> [COMPITO 1]: Stabilisci se ciascuna affermazione concorda con la recensione: (a) Sophie torna sull'isola di Kalolairi dopo la morte di Donna; (b) Cher interpreta la sorella di Donna; (c) nei flashback il giovane Harry è interpretato da Josh Dylan. Per ognuna rispondi sì o no e riporta tra virgolette le parole decisive della recensione.

:::::

Forse giocare col tempo è l’unico modo di sfidare la morte. La proposta di Ol Parker, si

costruisce sulla base di far tornare in vita le cose già inerti, andare avanti / indietro e manipolare la continuità degli eventi ma soprattutto prendere il film precedente come fonte inesauribile, come unica risorsa per sottolineare il valore del presente. Mentre vediamo, attraverso flashback, la gioventù dell’effervescente Donna (Lily James) e suoi incontri fugaci con i giovani Sam (Jeremy Irvine), Harry (Hugh Skinner) e Bill (Josh Dylan), seguiamo pure Sophie (Amanda Seyfried) che torna all’isola di Kalolairi dopo la morte di Donna (Meryl Streep), per portare avanti l’eredità della madre. Con lei – e come se fossero anche loro dei fantasmi, degli ologrammi di un’altra realtà, oppure la prova del passaggio del tempo – sbarcano i personaggi secondari che sono alla fine gli elementi più esilaranti e freschi del film: le amiche storiche di Donna, Rosie (Julie Walters) e Tanya (Cristine Baranski) e i tre “genitori” di Sophie, Sam (Pierce Brosnan), Bill (Stellan Skarsgård) e Harry (Colin Firth). La comparsa di Cher, nel ruolo della madre di Donna – come una versione drag queen di se stessa e rovesciando lo status quo dei classici brani degli ABBA – porta oltre quest’idea di ologramma, di una stella lontana ma che continua a brillare, soltanto perché porta a galla un passato risplendente.

Come la casa in rovina sull’isola greca che Donna si impegna in sistemare, e che deve per forza distruggere per poter costruirci qualcosa sopra, il racconto di Parker si sviluppa su una fondazione morbida, già utilizzata, che rende fragile la possibilità di permanenza, di consistenza. C’è pure un qualcosa d’incompiuto, d’irrisolto nella struttura del musical come corpo cinematografico, in quanto rappresenta l’incontro di due dimensioni contrarie: da un lato il messaggio rumoroso e stridente della voce che si alza e canta all’improvviso, sottolineando l’intenzione del personaggio. Allo stesso tempo, è tutto un’esacerbazione di un pensiero silente, di un linguaggio segreto, muto, di un discorso che non si riesce a esprimere e trova la sua via d’uscita nell’illusione di farsi sentire. Ma cosa succede quando queste due dimensioni si scontrano? Quando la sostanza di ciò che si dice – o si canta – non trova una coerenza nel racconto e nelle azioni e finisce per perdere forza, dissolversi e poi sparire? Possiamo ancora costruirci qualcosa sopra?

:::::

> [COMPITO 2]: Conta, per favore, le righe che contengono la stringa "formatted" e scrivi soltanto il numero.

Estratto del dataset
:::::

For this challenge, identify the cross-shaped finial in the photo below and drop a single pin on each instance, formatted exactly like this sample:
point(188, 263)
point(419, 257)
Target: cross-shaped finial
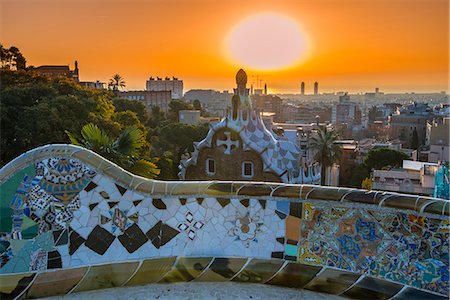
point(227, 143)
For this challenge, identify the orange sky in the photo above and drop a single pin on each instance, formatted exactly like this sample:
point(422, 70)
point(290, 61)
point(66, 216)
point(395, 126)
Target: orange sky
point(356, 45)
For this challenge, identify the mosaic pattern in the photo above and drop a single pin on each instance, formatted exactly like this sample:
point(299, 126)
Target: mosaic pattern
point(290, 235)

:::::

> [RISPOSTA CORRETTA 1]:
(a) Sì: "Sophie (Amanda Seyfried) che torna all’isola di Kalolairi dopo la morte di Donna (Meryl Streep)".
(b) No: "La comparsa di Cher, nel ruolo della madre di Donna".
(c) No: "Harry (Hugh Skinner) e Bill (Josh Dylan)".

> [RISPOSTA CORRETTA 2]: 3